- **Page extract**
**********
Eri is said to be the original legendary cultural head of the Umu-eri groups of the Igbo people. Eri established a community in the middle of Anambra river valley (at Eri-aka) in Aguleri where he married two wives. The first wife, Nneamakụ, bore him five children. The first was Agulu, the founder of Aguleri (The ancestral head of Eri Kingdom clans) (the Ezeora dynasty that has produced 34 kings till date in Enugwu Aguleri), the second was Menri, the founder of Umunri / Kingdom of Nri, followed by Onugu, the founder of Igbariam and Ogbodulu, the founder of Amanuke. The fifth one was a daughter called Iguedo, who is said to have borne the founders of Nteje, and Awkuzu, Ogbunike, Umuleri, Nando and Ogboli in Onitsha. As one of the children of Eri, Menri migrated from Aguleri, which was and still is, the ancestral temple of the entire Umu-Eri (Umu-Eri and Umu-Nri). His second wife Oboli begot Ọnọja, the only son who founded the Igala Kingdom in Kogi State.

Eri is the founder of the Umueri and Umunri clans, both of whom were some of the most influential and powerful dynasties of priests and diviners in Igboland and adjacent areas such as the Bini and Igala/Idoma areas.
**********
- **Items from a data source**

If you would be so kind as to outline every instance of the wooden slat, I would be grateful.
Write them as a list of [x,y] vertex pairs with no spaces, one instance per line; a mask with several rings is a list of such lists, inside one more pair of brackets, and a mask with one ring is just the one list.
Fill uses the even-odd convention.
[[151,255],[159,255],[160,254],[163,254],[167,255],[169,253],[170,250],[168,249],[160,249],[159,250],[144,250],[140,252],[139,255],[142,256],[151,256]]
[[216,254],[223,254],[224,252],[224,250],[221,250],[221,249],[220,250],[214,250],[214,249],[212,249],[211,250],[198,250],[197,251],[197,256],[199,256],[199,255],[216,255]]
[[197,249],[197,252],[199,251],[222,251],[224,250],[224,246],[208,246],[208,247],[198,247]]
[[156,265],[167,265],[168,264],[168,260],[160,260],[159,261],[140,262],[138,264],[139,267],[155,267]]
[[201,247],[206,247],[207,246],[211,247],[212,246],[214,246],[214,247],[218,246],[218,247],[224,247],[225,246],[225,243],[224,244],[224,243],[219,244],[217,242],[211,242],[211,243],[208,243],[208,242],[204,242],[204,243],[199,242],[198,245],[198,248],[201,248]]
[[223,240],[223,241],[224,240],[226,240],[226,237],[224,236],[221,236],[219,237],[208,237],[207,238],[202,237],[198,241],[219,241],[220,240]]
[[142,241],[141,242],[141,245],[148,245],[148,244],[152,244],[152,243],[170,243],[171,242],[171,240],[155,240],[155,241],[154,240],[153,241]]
**********
- **Exercise tasks**
#1 In the text on Eri, who founded the Igala Kingdom?
#2 Summarize the text on Eri in three sentences.

- **Responses by task**
#1 Ọnọja, the only son of Eri's second wife, Oboli, founded the Igala Kingdom in Kogi State.

#2 Eri, said to be the original legendary cultural head of the Umu-eri groups of the Igbo people, established a community in the Anambra river valley at Aguleri and married two wives. His first wife, Nneamakụ, bore him five children, including Agulu, the founder of Aguleri, and Menri, the founder of the Kingdom of Nri, while his second wife, Oboli, bore Ọnọja, who founded the Igala Kingdom. Eri is the founder of the Umueri and Umunri clans, which were among the most influential and powerful dynasties of priests and diviners in Igboland and adjacent areas.